• **Check your understanding**
**a)** Reproduce the passage from the article on the Supreme Court asbestos ruling, from "In an opinion" up to and including "realize that danger.".
**b)** According to the article on the Supreme Court asbestos ruling, which two Navy veterans were exposed to asbestos on the ships and developed cancer?
**c)** Write what comes next in the article on the Supreme Court asbestos ruling, picking up after its final sentence.

• **Given text**
□ □ □ □ □ □ □

Supreme Court: Manufacturers Must Warn of Asbestos in Parts Added by Others
Manufacturers have a duty to warn about potential dangers of parts with asbestos that were later added onto their products by third parties, the U.S. Supreme Court has ruled.
The ruling, in a case involving sailors diagnosed with cancer, says this responsibility is in keeping with maritime law that extends special protections to Navy veterans.
Air & Liquid Systems Corp. and four other manufacturers made equipment for Navy ships that required asbestos parts to function as intended, but the manufacturers did not always incorporate the asbestos into their products. Instead, the Navy later added the asbestos to the equipment. Two Navy veterans, Kenneth McAfee and John DeVries, were exposed to asbestos on the ships and developed cancer. They and their wives sued the manufacturers, alleging that the asbestos exposure caused the cancer and contending that the manufacturers were negligent in failing to warn about the dangers of asbestos in the integrated products.
When used as intended, the equipment can cause the release of asbestos fibers, which if inhaled or ingested may cause various illnesses.
In their defense, the manufacturers raised the ‘bare-metal defense,” under which they said they should not be held liable for harms caused by later-added third-party parts. The defense refers to the fact that the equipment was delivered in a condition known as “bare-metal.”
In an opinion written by Justice Brent Kavanaugh and joined by five other justices, the high court rejected the manufacturers’ argument in this case. The court held that in the maritime tort context, a product manufacturer has a duty to warn when its product requires incorporation of a part, the manufacturer knows or has reason to know that the integrated product is likely to be dangerous for its intended uses, and the manufacturer has no reason to believe that the product’s users will realize that danger.

□ □ □ □ □ □ □

• **Records provided**
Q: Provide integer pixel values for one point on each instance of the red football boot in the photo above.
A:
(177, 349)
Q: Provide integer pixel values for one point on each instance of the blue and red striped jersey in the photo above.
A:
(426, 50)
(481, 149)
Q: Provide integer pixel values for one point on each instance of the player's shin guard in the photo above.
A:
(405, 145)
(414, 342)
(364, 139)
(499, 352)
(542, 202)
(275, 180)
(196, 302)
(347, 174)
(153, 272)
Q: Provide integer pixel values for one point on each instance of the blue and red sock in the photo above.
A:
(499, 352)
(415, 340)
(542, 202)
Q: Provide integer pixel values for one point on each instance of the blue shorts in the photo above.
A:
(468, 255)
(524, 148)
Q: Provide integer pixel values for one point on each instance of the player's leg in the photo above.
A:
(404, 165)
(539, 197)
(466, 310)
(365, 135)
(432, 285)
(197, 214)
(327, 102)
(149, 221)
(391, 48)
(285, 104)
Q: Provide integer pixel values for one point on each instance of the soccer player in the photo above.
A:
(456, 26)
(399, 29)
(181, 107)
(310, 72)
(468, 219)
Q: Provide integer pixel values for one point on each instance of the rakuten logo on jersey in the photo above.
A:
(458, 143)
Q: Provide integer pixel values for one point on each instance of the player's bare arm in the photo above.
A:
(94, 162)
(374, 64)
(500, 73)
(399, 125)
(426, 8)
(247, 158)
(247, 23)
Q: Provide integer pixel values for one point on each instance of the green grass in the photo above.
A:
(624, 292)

□ □ □ □ □ □ □

• **Written responses**
**a)**
In an opinion written by Justice Brent Kavanaugh and joined by five other justices, the high court rejected the manufacturers’ argument in this case. The court held that in the maritime tort context, a product manufacturer has a duty to warn when its product requires incorporation of a part, the manufacturer knows or has reason to know that the integrated product is likely to be dangerous for its intended uses, and the manufacturer has no reason to believe that the product’s users will realize that danger.

**b)** Kenneth McAfee and John DeVries.

**c)**
The court noted that many products can foreseeably be used in numerous ways with numerous other products and parts but that requiring a product manufacturer to imagine and warn about all of those possible uses would be burdensome and costly, while “simultaneously overwarning users.”
At the same time that it rejected this foreseeability rule of liability as too generous to plaintiffs, the court also rejected the bare-metal defense as going too far in the other direction because, the court said, it would mean a business generally has no duty to control the conduct of a third person to prevent physical harm to another.
The Supreme Court said its rule does not require that manufacturers warn in cases of mere foreseeability. The rule requires that manufacturers warn only when their product requires a part in order for the integrated product to function as intended.
The opinion is Air & Liquid Systems Corp. v. DeVries.